** Begin Document extract **

Struggling with their own problems, the mortgage industry's megaservicers are unlikely landing spots for GMAC's troubled home loan unit.

That leaves an open field for financial or strategic buyers that want to make a play for Residential Capital's (ResCap) distressed assets; instantly get big in mortgage servicing and origination; or some combination.

Warren Buffett's Berkshire Hathaway is reportedly interested in buying ResCap. Observers said that would make sense, since Berkshire has already bought a commercial mortgage servicer with ties to GMAC, and it is one of the largest holders of ResCap's debt. The Omaha investment company did not return calls seeking comment.

Whatever size the buyer, they will need a strong stomach.

The unit "is saddled with a portfolio that's not favorable in this environment because there's not necessarily a large bid for nonprime second lien assets," said Adam Steer, an analyst at the bond research firm CreditSights. "If a bid came in, it would be punitive."

Last week, at the same time it announced receiving another $3.8 billion from the Treasury Department, GMAC said it was exploring "strategic alternatives" for ResCap.

A GMAC spokeswoman would not discuss the possibility of a sale of ResCap, which would require the approval of GMAC's board.

The fresh government cash enabled GMAC to in turn inject $2.7 billion of capital into ResCap, through mortgage loans transferred from GMAC's bank unit, forgiveness of intracompany debt and cash.

That injection offset $2 billion of writedowns of mortgages that ResCap holds on its books and $500 million set aside for forced repurchases of faulty loans in the fourth quarter.

With a $380 billion servicing portfolio, ResCap is the fifth-largest mortgage servicer, behind Citigroup, and the fourth-largest originator, after JPMorgan Chase. Bank of America Corp. leads both categories. Industry experts said ResCap's peers, nearly all of them bank-owned, have no appetite to purchase servicing assets.

The four largest servicers are struggling with significant capacity constraints and face pressure from the Obama administration to modify millions of loans under the Home Affordable Modification Program. Three of the four largest servicers — Bank of America, Wells Fargo and JPMorgan Chase — made big bank acquisitons in 2008 that included large servicing operations.

Steer said any problem for any potential purchasers on the servicing side is that a significant portion of the loans that ResCap handles are securitized, making it much more difficult for a buyer to rework loans.

The most likely buyer would be a private-equity firm with a focus on scratch-and-dent, or distressed, loans, he said.

** End Document extract **

◆ Exercise task A: Copy the stretch of the ResCap article from "Struggling with their" through "or some combination.", character for character.

** Begin Input **

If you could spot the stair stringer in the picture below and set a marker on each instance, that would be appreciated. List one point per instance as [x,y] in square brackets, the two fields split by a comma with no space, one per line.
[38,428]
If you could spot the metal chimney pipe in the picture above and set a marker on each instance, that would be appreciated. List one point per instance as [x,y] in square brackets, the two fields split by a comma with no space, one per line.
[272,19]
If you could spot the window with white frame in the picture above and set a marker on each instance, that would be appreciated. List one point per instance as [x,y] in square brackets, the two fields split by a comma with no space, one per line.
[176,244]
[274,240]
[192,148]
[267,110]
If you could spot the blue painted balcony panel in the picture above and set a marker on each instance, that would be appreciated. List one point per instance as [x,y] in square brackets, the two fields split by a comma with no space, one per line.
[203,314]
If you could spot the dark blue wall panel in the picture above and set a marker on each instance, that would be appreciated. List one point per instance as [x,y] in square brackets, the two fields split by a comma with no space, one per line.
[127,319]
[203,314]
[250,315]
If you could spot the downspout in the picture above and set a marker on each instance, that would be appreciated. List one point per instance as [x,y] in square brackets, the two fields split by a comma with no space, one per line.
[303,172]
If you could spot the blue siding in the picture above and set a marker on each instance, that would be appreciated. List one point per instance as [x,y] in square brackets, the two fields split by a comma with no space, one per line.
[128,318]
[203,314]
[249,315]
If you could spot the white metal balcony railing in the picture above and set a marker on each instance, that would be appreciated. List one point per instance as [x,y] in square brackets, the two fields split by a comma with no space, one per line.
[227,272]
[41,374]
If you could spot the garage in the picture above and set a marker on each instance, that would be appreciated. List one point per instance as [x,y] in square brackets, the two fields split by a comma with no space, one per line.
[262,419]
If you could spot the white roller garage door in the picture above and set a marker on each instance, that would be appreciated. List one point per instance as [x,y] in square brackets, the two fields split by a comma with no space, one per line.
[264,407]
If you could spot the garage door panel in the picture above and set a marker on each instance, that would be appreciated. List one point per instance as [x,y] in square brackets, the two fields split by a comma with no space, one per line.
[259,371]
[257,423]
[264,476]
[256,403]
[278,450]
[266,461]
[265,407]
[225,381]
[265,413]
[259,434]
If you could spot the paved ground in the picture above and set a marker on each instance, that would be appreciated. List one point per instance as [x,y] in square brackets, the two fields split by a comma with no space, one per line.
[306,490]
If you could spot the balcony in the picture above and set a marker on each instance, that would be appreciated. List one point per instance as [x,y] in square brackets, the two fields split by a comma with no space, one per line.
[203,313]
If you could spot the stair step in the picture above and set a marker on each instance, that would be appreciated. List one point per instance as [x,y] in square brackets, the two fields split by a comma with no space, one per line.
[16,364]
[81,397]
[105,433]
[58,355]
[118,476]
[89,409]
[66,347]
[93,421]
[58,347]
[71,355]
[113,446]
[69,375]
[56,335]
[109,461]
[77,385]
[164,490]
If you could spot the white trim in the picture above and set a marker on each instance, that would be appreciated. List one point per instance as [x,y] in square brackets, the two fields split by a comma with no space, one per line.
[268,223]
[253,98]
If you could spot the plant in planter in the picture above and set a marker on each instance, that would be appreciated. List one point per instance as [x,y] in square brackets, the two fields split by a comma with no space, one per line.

** End Input **

◆ Exercise task B: Reproduce the listing from the line containing "If you could spot the paved" through the end of the listing, both ends included and each request line kept. Multiply every coordinate in the answers by 2.3 and round to the nearest whole number, halves up. Output only those lines.

◆ Expected answer A:
Struggling with their own problems, the mortgage industry's megaservicers are unlikely landing spots for GMAC's troubled home loan unit.

That leaves an open field for financial or strategic buyers that want to make a play for Residential Capital's (ResCap) distressed assets; instantly get big in mortgage servicing and origination; or some combination.

◆ Expected answer B:
If you could spot the paved ground in the picture above and set a marker on each instance, that would be appreciated. List one point per instance as [x,y] in square brackets, the two fields split by a comma with no space, one per line.
[704,1127]
If you could spot the balcony in the picture above and set a marker on each instance, that would be appreciated. List one point per instance as [x,y] in square brackets, the two fields split by a comma with no space, one per line.
[467,720]
If you could spot the stair step in the picture above and set a marker on each instance, that would be appreciated. List one point per instance as [x,y] in square brackets, the two fields split by a comma with no space, one per line.
[37,837]
[186,913]
[242,996]
[133,817]
[271,1095]
[205,941]
[152,798]
[214,968]
[133,798]
[163,817]
[260,1026]
[159,863]
[129,771]
[251,1060]
[177,886]
[377,1127]
If you could spot the white trim in the picture above and set a marker on each instance, that would be appreciated. List one point per instance as [x,y] in square brackets, the two fields split by a comma with no space, one per line.
[616,513]
[582,225]
If you could spot the plant in planter in the picture above and set a marker on each instance, that would be appreciated. List one point per instance as [x,y] in square brackets, the two fields split by a comma with no space, one per line.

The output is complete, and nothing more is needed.